**WHAT YOU ARE ASKED TO DO:**
The expected output is every entry below, exact in every character.

**RECORDS FOR THE TASK:**
· · ·

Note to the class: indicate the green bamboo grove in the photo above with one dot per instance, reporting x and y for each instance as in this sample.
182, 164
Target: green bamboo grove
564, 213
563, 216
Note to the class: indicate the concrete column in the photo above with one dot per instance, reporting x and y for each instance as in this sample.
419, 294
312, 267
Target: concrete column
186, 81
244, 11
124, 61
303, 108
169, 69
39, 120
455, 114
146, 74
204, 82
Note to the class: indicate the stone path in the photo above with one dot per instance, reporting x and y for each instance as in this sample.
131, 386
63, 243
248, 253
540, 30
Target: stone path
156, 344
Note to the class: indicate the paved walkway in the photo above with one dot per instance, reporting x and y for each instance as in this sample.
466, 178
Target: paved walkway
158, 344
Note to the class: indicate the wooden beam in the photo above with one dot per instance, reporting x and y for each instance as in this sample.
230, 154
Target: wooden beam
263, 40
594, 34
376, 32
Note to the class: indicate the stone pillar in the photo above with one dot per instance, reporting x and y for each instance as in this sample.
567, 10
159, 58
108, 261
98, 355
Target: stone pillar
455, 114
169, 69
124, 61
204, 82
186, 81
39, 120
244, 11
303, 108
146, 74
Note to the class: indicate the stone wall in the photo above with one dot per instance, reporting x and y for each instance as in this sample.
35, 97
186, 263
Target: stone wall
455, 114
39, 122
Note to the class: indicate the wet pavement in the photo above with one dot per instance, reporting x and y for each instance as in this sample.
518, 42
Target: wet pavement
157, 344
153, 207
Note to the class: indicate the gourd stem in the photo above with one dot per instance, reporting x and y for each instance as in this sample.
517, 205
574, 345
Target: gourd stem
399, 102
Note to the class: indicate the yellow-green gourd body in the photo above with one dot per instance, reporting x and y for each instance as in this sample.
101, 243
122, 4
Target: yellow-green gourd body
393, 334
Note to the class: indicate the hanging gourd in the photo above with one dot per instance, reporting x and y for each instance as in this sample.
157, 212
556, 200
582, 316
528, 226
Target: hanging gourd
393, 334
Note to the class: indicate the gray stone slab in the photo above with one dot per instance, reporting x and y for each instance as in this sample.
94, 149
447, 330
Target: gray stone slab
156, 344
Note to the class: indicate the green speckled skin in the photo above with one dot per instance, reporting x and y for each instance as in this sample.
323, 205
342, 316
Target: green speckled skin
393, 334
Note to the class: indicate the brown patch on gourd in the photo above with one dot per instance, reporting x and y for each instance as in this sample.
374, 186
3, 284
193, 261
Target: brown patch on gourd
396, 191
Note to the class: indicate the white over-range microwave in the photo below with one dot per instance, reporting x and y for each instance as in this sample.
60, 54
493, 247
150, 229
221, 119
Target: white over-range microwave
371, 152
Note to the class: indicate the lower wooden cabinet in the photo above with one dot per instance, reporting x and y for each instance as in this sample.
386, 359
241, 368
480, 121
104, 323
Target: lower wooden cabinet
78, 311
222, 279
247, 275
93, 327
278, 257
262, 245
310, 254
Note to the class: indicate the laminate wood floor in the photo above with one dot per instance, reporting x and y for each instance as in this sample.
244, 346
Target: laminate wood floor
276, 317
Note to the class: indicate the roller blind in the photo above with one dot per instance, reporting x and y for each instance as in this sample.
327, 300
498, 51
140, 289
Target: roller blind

· · ·

**TASK RESPONSE:**
Note to the class: indicate the green bamboo grove in the photo above with one dot per instance, reporting x and y for each instance as in this sample.
182, 164
Target: green bamboo grove
564, 213
563, 216
Note to the class: indicate the concrete column in the photo above with one dot per instance, reporting x and y for each instance as in this sample.
419, 294
312, 267
Target: concrete column
186, 81
244, 11
124, 61
303, 108
169, 69
39, 120
455, 114
146, 74
204, 82
Note to the class: indicate the stone path in the photo above with one dot per instance, reporting x and y for each instance as in this sample.
131, 386
63, 243
248, 253
540, 30
Target: stone path
156, 344
Note to the class: indicate the paved walkway in the photo above with one dot per instance, reporting x and y for each instance as in this sample.
466, 178
Target: paved walkway
158, 344
Note to the class: indicate the wooden beam in the photo above with one dot per instance, reporting x and y for each instance as in this sample.
230, 154
Target: wooden beam
263, 40
594, 34
376, 32
Note to the class: indicate the stone pillar in the photo above with one dot per instance, reporting x and y for each instance as in this sample.
567, 10
159, 58
108, 261
98, 355
Target: stone pillar
455, 114
169, 69
124, 61
204, 82
186, 81
39, 120
244, 11
303, 108
146, 74
Note to the class: indicate the stone wall in the photo above with one dot per instance, reporting x and y for each instance as in this sample.
35, 97
186, 263
Target: stone wall
455, 114
39, 122
Note to the class: indicate the wet pavement in the photo above with one dot per instance, reporting x and y for each instance as in this sample.
518, 42
Target: wet pavement
157, 344
153, 207
Note to the class: indicate the gourd stem in the photo above with one dot per instance, reporting x and y for each instance as in this sample.
517, 205
574, 345
Target: gourd stem
399, 102
Note to the class: indicate the yellow-green gourd body in the photo above with one dot per instance, reporting x and y for each instance as in this sample.
101, 243
122, 4
Target: yellow-green gourd body
393, 334
Note to the class: indicate the hanging gourd in the photo above with one dot per instance, reporting x and y for each instance as in this sample.
157, 212
556, 200
582, 316
528, 226
Target: hanging gourd
393, 334
Note to the class: indicate the gray stone slab in the photo above with one dot per instance, reporting x and y for each instance as in this sample.
94, 149
447, 330
Target: gray stone slab
156, 344
Note to the class: indicate the green speckled skin in the photo above with one dot per instance, reporting x and y for each instance as in this sample.
323, 205
342, 316
Target: green speckled skin
393, 334
Note to the class: indicate the brown patch on gourd in the photo above with one dot per instance, reporting x and y for each instance as in this sample.
374, 186
3, 284
193, 261
Target: brown patch on gourd
396, 191
Note to the class: indicate the white over-range microwave in the photo below with one dot per instance, reporting x and y for each instance as in this sample.
60, 54
493, 247
150, 229
221, 119
Target: white over-range microwave
371, 152
Note to the class: indicate the lower wooden cabinet in the photo above with one dot per instance, reporting x and y for each instance as in this sample.
386, 359
241, 368
480, 121
104, 323
Target: lower wooden cabinet
78, 311
222, 279
247, 275
93, 327
278, 257
262, 245
310, 254
Note to the class: indicate the laminate wood floor in the photo above with one dot per instance, reporting x and y for each instance as in this sample.
244, 346
Target: laminate wood floor
276, 317
Note to the class: indicate the roller blind in the photo above with one dot per instance, reporting x and y for each instance as in this sample.
327, 300
498, 51
140, 289
Target: roller blind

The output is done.